• Requisito a
Cambia “dry dirt field” por “barren dirt field” en todas las entradas y reprodúcelas sin modificar nada más.

• Texto proporcionado
En uno de los primeros episodios de la segunda temporada de Emily en París, el personaje central recibe una carta escrita en la que la califican de “sociópata analfabeta”. Un insulto tan fuerte que en cualquier otra ficción provocaría la indignación cuanto menos de quien lo recibe. Sin embargo, en el universo de la ficción de Netflix, ya parece ser verdad aceptada e indiscutida que la pizpireta protagonista no es, para ser elegantes, demasiado inteligente. Desde que se estrenó la serie creada por Darren Star encabezada por Lily Collins, las redes se llenaron de rumores que aseguraban que la única explicación para tener un personaje tan irritante e ignorante al frente de la trama era que sus guionistas detestaban a la actriz que lo interpreta. Una impresión que lejos de corregirse parece confirmarse en los nuevos episodios ya disponibles en la plataforma.

Tal vez el espectador optimista -una rara avis que existe aunque no se lo aviste demasiado seguido- tenía esperanzas de que el programa torciese el ridículo rumbo que emprendió en su primera temporada y esperaba que ante las muchas críticas que recibió la serie, representante además de la debacle de los premios Globo de Oro- para los que fue nominado luego de que los periodistas de la asociación que los entrega fueran invitados a pasar un fin de semana de lujo en la capital francesa-, su segunda temporada fuera mejor que la anterior. Y, lamentablemente, no es así. De hecho, es peor si se tiene en cuenta que tuvieron la posibilidad de mejorar y no lo hicieron. Claro, el éxito en términos de espectadores puede haber tenido algo que ver con la persistencia de todos los malos hábitos de la producción a la que no parece importarle que la ficción sea un símbolo del hate-watching, ese ritual de consumo de programas que se miran solo para odiarlos con rabia.

A pesar de que en el relato no haya pasado mucho tiempo desde que Emily llegó a París, si transcurrió lo suficiente para que, por ejemplo, haya completado el primer nivel de francés básico en el que se inscribió la joven de Chicago una vez que se dio cuenta que ¡sorpresa! el idioma podía serle de utilidad viviendo en la capital francesa.

Claro que como se ocupan de señalar en la nueva temporada, que sus compañeros de clase estén por empezar el segundo curso no significa que Emily también vaya a hacerlo. No, ella debe repetir, algo que asegura, nunca le había pasado antes. Y aunque dada su evidente falta de luces eso resulta difícil de creer, los personajes franceses lo aceptan como justificación de la pobre opinión que tienen de los Estados Unidos y sus habitantes. Si, una vez más en Emily en París, los parisinos son arrogantes, amorales, fuman sin parar y, horror de los horrores, no trabajan los fines de semana. ¡Por ley!, los guiones le hacen afirmar con vehemencia una y otra vez a los compañeros de trabajo de la protagonista, como si las leyes laborales francesas fueran el chiste más gracioso que se les pudo ocurrir, una excentricidad más -como comer caracoles y no usar anillos de casado- de las que reirse desde Hollywood.

• Material del ejercicio
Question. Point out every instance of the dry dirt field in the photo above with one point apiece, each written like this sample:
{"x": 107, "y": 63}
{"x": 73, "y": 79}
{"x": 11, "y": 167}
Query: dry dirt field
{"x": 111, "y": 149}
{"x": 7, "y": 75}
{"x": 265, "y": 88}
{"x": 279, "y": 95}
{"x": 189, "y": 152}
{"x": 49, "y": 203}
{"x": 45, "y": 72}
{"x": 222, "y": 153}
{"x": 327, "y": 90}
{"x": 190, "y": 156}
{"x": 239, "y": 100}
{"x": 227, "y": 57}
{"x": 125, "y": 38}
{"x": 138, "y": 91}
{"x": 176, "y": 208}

• Requisito b
Retoma, por favor, la reseña sobre Emily en París y continúala a partir de su última oración.

• Resultado a
Question. Point out every instance of the barren dirt field in the photo above with one point apiece, each written like this sample:
{"x": 107, "y": 63}
{"x": 73, "y": 79}
{"x": 11, "y": 167}
Query: barren dirt field
{"x": 111, "y": 149}
{"x": 7, "y": 75}
{"x": 265, "y": 88}
{"x": 279, "y": 95}
{"x": 189, "y": 152}
{"x": 49, "y": 203}
{"x": 45, "y": 72}
{"x": 222, "y": 153}
{"x": 327, "y": 90}
{"x": 190, "y": 156}
{"x": 239, "y": 100}
{"x": 227, "y": 57}
{"x": 125, "y": 38}
{"x": 138, "y": 91}
{"x": 176, "y": 208}

• Resultado b
En la nueva temporada, además de reafirmar las dificultades de Emily por entender cómo funciona el mundo real en general y Francia en particular -su única referencia sobre la justicia local es lo que recuerda del destino de Jean Valjean, el protagonista de Los miserables, el musical, no la novela, por supuesto-, los guionistas se ocupan de apuntar sus flechas al corazón de la cultura francesa dedicando todo un episodio a recrear, a su torpe modo, la película Jules y Jim, de François Truffaut. Que Emily no entienda el idioma ni el lenguaje poético del film era de esperar pero que su puesta en escena aparezca imitada en la serie para contar el conflicto entre ella, su vecino Gabriel y Camille, la novia de él, resulta una de las últimas gotas del vaso lleno de absurdo que es la serie.

Su frenesí iconoclasta no da tregua al punto de quedar al borde de la parodia. Una sátira en la que una adolescente en el cuerpo de una mujer de 29 años, que tiene los recursos para vestirse con el guardarropa de peor gusto, más allá de sus marcas, se muda a París y se comporta como si el trabajo y los vínculos emocionales sucedieran solo de casualidad y con mucha suerte de por medio. Y a la que en ningún momento se le ocurre que, como le dice a Emily su caustica jefa Sylvie: “Podría empezar aprendiendo francés”. Si esa era la intención de los guionistas hay que decir que la segunda temporada de Emily en París es un éxito rotundo. Aunque si, como parece, pretenden que nos lo tomemos en serio, se trata de una hazaña solo alcanzable por los señores de los Globo de Oro, viaje a París mediante, por supuesto.